**STATED TASK**. Repeat every item below word for word, keeping each line in its original order.

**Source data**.
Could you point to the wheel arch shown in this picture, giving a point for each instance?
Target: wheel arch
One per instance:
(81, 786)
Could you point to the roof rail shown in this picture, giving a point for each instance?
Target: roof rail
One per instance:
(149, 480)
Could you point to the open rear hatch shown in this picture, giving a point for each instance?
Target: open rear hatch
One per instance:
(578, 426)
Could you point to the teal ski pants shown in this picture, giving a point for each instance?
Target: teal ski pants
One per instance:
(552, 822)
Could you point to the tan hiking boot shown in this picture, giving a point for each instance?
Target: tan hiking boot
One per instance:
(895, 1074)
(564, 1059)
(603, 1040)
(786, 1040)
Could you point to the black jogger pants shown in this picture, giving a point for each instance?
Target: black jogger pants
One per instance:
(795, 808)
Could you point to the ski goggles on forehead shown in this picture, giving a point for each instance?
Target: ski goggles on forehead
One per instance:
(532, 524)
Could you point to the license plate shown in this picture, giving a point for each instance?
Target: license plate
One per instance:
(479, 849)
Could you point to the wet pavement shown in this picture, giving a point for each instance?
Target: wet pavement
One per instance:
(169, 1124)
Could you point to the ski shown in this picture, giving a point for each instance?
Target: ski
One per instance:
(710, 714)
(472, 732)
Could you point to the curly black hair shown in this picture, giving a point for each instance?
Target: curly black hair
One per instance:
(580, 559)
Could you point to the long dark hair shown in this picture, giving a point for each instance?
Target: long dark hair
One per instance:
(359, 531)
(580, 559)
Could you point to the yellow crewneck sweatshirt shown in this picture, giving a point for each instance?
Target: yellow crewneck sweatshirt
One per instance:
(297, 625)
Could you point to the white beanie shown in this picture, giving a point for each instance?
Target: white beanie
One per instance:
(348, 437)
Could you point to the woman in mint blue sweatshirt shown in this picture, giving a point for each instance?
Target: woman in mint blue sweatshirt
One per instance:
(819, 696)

**TASK SOLUTION**.
Could you point to the wheel arch shown in this picture, giving a point for each instance?
Target: wheel arch
One per instance:
(81, 786)
Could you point to the roof rail shown in this picture, giving a point for each instance?
Target: roof rail
One per instance:
(149, 480)
Could you point to the open rear hatch shown in this picture, giving a point for each instance?
Target: open rear hatch
One per instance:
(578, 426)
Could you point to the teal ski pants shown in this picture, giving a point for each instance?
Target: teal ski pants
One per instance:
(552, 822)
Could you point to the tan hiking boot shown in this picture, giving a point for each instance?
Target: tan hiking boot
One per instance:
(895, 1074)
(564, 1059)
(603, 1040)
(786, 1040)
Could you point to the black jogger pants shown in this picture, giving a point for each instance?
Target: black jogger pants
One per instance:
(795, 808)
Could you point to the ski goggles on forehead shown in this picture, giving a point for each instance?
Target: ski goggles on forehead
One per instance:
(532, 524)
Could you point to the license plate shown in this picture, giving a point for each instance?
Target: license plate
One per instance:
(479, 849)
Could you point to the wet pavement shown in this picture, giving a point for each instance?
Target: wet pavement
One per instance:
(169, 1124)
Could you point to the ski shown in this picture, giving a point for each instance?
Target: ski
One per instance:
(710, 714)
(472, 732)
Could you point to the curly black hair shown in this picture, giving a point for each instance?
Target: curly black hair
One per instance:
(580, 559)
Could you point to the long dark hair shown in this picture, giving a point for each instance?
Target: long dark hair
One per instance:
(359, 531)
(580, 559)
Could you point to the yellow crewneck sweatshirt shown in this picture, giving a point for each instance?
Target: yellow crewneck sweatshirt
One per instance:
(297, 625)
Could you point to the white beanie shown in this picture, giving a point for each instance?
Target: white beanie
One per instance:
(348, 437)
Could you point to the woman in mint blue sweatshirt shown in this picture, giving a point for each instance?
Target: woman in mint blue sweatshirt
One per instance:
(819, 696)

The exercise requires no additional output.